Vorliegender Text —
....

Vom Vertrauen zur Kirche (1941)

Als sich die Bischöfe zur Konferenz in Fulda (2021) trafen, um Wege aus der Krise zu finden, hatten sie fast auf den Tag genau 80 Jahre zuvor einen Vorläufer mit einem nahezu gleichen Thema: damals die Tagung der „Kirchlichen Hauptstelle für Männerseelsorge und Männerarbeit“. Während der NS-Zeit fragte sich die Kirche, wie sie ihre Sendung in die Welt erfüllen könne, und ob es nicht auch innerkirchliche Gründe gäbe, weswegen das Vertrauen der Menschen zu ihrer Kirche schwinde.

....

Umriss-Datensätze
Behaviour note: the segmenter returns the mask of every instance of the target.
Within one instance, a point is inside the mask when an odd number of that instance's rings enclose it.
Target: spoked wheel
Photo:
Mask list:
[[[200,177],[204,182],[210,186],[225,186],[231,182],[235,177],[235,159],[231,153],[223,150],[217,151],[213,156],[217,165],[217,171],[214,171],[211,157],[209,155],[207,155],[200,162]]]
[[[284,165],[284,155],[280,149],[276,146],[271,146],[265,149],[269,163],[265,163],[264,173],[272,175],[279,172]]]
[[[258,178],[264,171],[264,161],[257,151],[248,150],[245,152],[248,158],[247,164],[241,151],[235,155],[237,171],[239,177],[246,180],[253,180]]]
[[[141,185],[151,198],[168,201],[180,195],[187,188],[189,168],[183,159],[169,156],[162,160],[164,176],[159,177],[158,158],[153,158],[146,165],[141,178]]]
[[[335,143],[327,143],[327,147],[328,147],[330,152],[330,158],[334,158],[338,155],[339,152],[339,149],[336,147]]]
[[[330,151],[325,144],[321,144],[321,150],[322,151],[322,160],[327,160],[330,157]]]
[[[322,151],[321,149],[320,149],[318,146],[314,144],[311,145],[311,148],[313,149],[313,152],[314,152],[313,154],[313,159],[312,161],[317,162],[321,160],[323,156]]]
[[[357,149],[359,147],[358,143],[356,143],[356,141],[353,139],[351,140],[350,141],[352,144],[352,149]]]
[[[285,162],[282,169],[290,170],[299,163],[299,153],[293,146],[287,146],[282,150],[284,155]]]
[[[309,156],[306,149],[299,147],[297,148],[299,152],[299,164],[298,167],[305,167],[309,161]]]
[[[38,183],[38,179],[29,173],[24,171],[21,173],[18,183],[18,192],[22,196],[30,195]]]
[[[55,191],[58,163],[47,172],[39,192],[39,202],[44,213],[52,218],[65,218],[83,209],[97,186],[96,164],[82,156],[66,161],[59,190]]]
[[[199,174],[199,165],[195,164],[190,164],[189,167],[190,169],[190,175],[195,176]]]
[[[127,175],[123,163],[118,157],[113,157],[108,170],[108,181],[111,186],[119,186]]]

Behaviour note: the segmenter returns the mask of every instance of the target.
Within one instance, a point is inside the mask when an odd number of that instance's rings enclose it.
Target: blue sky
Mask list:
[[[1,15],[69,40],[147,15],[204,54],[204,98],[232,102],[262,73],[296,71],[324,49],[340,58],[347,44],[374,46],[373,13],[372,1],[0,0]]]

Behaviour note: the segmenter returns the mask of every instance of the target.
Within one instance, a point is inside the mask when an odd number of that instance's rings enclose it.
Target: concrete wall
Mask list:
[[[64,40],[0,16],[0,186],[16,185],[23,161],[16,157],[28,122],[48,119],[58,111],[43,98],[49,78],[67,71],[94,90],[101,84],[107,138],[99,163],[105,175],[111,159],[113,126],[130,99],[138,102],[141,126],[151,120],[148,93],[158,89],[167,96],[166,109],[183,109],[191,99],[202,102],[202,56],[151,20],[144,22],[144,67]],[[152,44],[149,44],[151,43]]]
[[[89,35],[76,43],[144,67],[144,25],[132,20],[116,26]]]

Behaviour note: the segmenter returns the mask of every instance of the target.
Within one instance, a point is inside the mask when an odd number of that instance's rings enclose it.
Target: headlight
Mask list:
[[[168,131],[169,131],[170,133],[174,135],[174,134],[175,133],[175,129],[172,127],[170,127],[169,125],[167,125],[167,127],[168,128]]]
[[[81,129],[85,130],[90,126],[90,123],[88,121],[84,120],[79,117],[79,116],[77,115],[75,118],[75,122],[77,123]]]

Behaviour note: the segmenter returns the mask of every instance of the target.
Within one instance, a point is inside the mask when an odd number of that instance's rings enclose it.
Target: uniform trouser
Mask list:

....

Ziel der Aufgabe — Schreiben Sie aus dem Text über das Vertrauen zur Kirche den Abschnitt von „Vom Vertrauen zur“ bis einschließlich „ihrer Kirche schwinde.“ wortgetreu ab. Die Auflistung ist eigenständiges Material und gehört nicht zum Text.

Vollständige Antwort —
Vom Vertrauen zur Kirche (1941)

Als sich die Bischöfe zur Konferenz in Fulda (2021) trafen, um Wege aus der Krise zu finden, hatten sie fast auf den Tag genau 80 Jahre zuvor einen Vorläufer mit einem nahezu gleichen Thema: damals die Tagung der „Kirchlichen Hauptstelle für Männerseelsorge und Männerarbeit“. Während der NS-Zeit fragte sich die Kirche, wie sie ihre Sendung in die Welt erfüllen könne, und ob es nicht auch innerkirchliche Gründe gäbe, weswegen das Vertrauen der Menschen zu ihrer Kirche schwinde.